(Photo-based point labeling data)
# # # # #
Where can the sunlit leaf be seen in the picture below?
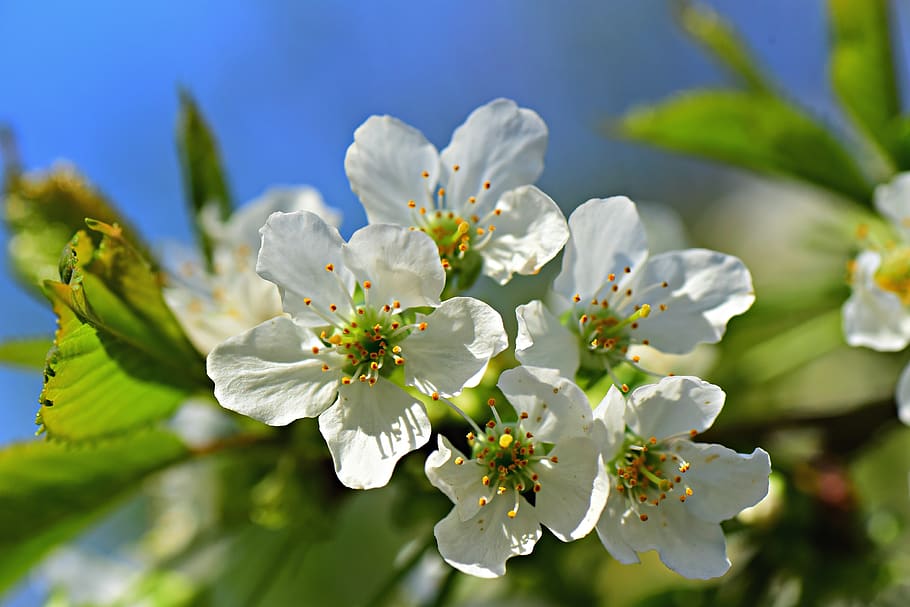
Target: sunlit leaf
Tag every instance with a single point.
(718, 37)
(755, 132)
(119, 358)
(42, 212)
(49, 490)
(862, 66)
(28, 353)
(96, 384)
(200, 163)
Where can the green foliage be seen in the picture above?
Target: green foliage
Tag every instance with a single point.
(751, 131)
(43, 212)
(204, 179)
(25, 353)
(49, 490)
(862, 67)
(119, 358)
(712, 32)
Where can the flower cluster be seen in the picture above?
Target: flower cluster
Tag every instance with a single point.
(371, 331)
(877, 313)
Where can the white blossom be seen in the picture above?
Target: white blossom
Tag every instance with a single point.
(666, 492)
(611, 295)
(473, 198)
(877, 313)
(212, 306)
(354, 316)
(546, 452)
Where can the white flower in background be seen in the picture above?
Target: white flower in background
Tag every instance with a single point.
(877, 313)
(610, 295)
(546, 452)
(354, 316)
(473, 198)
(214, 306)
(666, 492)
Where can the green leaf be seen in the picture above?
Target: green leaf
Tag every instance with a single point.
(28, 353)
(42, 214)
(722, 41)
(97, 384)
(751, 131)
(50, 491)
(200, 163)
(862, 67)
(119, 360)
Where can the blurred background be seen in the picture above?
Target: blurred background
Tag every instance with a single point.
(284, 84)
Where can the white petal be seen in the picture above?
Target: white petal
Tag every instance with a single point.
(462, 483)
(401, 264)
(689, 546)
(556, 407)
(573, 491)
(610, 424)
(893, 201)
(542, 341)
(673, 406)
(296, 249)
(243, 226)
(462, 335)
(705, 289)
(609, 529)
(370, 429)
(482, 545)
(385, 165)
(530, 231)
(903, 396)
(270, 374)
(873, 317)
(500, 143)
(723, 481)
(606, 237)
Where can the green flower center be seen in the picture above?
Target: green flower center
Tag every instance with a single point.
(893, 274)
(508, 453)
(369, 340)
(647, 473)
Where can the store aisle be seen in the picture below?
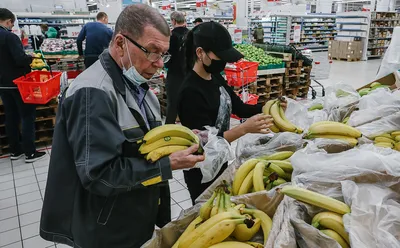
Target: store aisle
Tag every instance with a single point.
(22, 189)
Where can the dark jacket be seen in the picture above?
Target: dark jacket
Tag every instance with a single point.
(14, 63)
(101, 193)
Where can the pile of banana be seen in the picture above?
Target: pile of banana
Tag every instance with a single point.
(334, 130)
(223, 224)
(262, 173)
(331, 222)
(281, 123)
(164, 140)
(388, 140)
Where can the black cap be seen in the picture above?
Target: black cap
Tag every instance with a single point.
(197, 20)
(216, 38)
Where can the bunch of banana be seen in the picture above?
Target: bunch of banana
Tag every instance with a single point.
(334, 130)
(262, 173)
(333, 222)
(315, 199)
(164, 140)
(281, 123)
(388, 140)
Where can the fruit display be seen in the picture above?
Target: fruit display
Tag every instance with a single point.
(373, 86)
(221, 223)
(252, 53)
(164, 140)
(334, 130)
(281, 123)
(388, 140)
(262, 173)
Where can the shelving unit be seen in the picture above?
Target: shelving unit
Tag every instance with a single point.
(316, 31)
(380, 32)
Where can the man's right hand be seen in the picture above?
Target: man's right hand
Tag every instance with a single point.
(185, 159)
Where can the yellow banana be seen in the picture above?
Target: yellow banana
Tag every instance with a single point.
(335, 128)
(279, 121)
(316, 199)
(395, 133)
(352, 141)
(266, 222)
(196, 233)
(217, 233)
(278, 156)
(165, 141)
(170, 130)
(384, 140)
(163, 151)
(266, 110)
(332, 221)
(243, 233)
(231, 244)
(206, 208)
(284, 165)
(188, 229)
(241, 174)
(258, 180)
(384, 144)
(247, 184)
(334, 235)
(255, 244)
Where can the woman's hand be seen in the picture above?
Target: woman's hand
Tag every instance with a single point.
(258, 124)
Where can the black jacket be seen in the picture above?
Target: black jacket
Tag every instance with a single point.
(14, 63)
(100, 192)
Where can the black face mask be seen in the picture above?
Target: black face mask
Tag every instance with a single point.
(216, 66)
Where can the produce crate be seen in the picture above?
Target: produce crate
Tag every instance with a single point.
(241, 73)
(39, 87)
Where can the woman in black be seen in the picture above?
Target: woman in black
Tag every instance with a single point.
(206, 99)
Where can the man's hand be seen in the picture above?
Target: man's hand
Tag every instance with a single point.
(185, 159)
(258, 124)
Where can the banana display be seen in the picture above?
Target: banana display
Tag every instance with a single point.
(221, 223)
(333, 130)
(281, 123)
(164, 140)
(388, 140)
(263, 173)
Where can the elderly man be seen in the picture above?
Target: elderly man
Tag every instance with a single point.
(175, 74)
(100, 191)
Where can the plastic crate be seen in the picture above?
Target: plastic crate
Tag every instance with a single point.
(253, 100)
(241, 73)
(39, 87)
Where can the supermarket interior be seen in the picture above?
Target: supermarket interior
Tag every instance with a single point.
(199, 123)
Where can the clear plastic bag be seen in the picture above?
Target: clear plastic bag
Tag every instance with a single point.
(217, 152)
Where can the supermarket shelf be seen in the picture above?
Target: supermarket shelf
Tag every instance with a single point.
(271, 71)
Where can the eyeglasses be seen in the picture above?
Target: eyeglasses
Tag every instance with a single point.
(152, 57)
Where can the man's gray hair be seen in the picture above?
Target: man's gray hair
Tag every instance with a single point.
(136, 17)
(178, 17)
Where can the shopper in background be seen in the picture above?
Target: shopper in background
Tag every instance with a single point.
(98, 37)
(258, 34)
(197, 21)
(14, 63)
(206, 99)
(175, 74)
(101, 192)
(49, 32)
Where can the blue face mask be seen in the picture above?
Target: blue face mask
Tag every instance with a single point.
(131, 73)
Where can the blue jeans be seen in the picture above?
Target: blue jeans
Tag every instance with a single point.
(17, 112)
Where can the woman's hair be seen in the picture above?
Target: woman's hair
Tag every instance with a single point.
(190, 48)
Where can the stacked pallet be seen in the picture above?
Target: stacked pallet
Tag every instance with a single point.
(44, 126)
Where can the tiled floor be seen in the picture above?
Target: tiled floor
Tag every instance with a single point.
(21, 197)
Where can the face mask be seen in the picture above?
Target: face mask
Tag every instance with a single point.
(216, 66)
(132, 74)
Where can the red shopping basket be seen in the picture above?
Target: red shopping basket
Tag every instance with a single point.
(241, 73)
(39, 87)
(253, 100)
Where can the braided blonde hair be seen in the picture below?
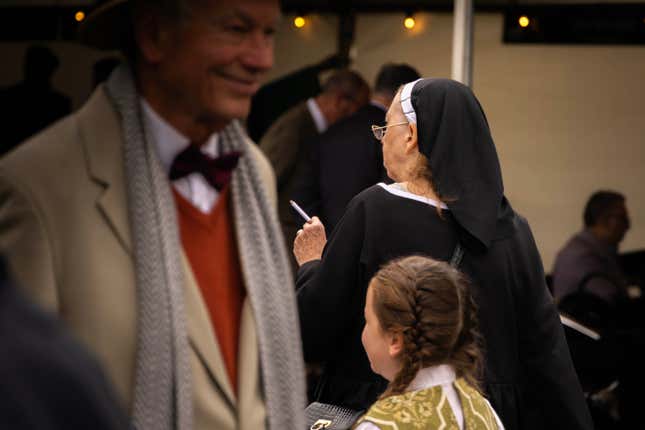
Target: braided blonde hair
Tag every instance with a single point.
(429, 303)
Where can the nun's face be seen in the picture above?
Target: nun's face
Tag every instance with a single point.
(396, 158)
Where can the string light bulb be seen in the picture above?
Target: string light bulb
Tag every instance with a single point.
(299, 21)
(409, 22)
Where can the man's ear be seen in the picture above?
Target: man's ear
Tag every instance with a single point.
(395, 347)
(412, 142)
(150, 36)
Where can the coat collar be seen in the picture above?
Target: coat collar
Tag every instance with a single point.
(100, 136)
# # # # #
WHAT TO DO >>
Edit the lines from the one containing "Where can the string" through the end of the entries so that "coat collar" becomes "jacket collar", and leave everything else unchanged.

PROBLEM SOLUTION >>
Where can the string light bulb be seen in the picture above?
Target: string light bulb
Tag every instance with a single point.
(299, 21)
(409, 22)
Where can the man's ear be seen in the picture above?
Target: man's ear
Tag every instance with a single point.
(395, 347)
(412, 142)
(150, 36)
Where can the jacket collar be seen in the picture above?
Target: jacket collar
Tag every instance with a single point.
(100, 136)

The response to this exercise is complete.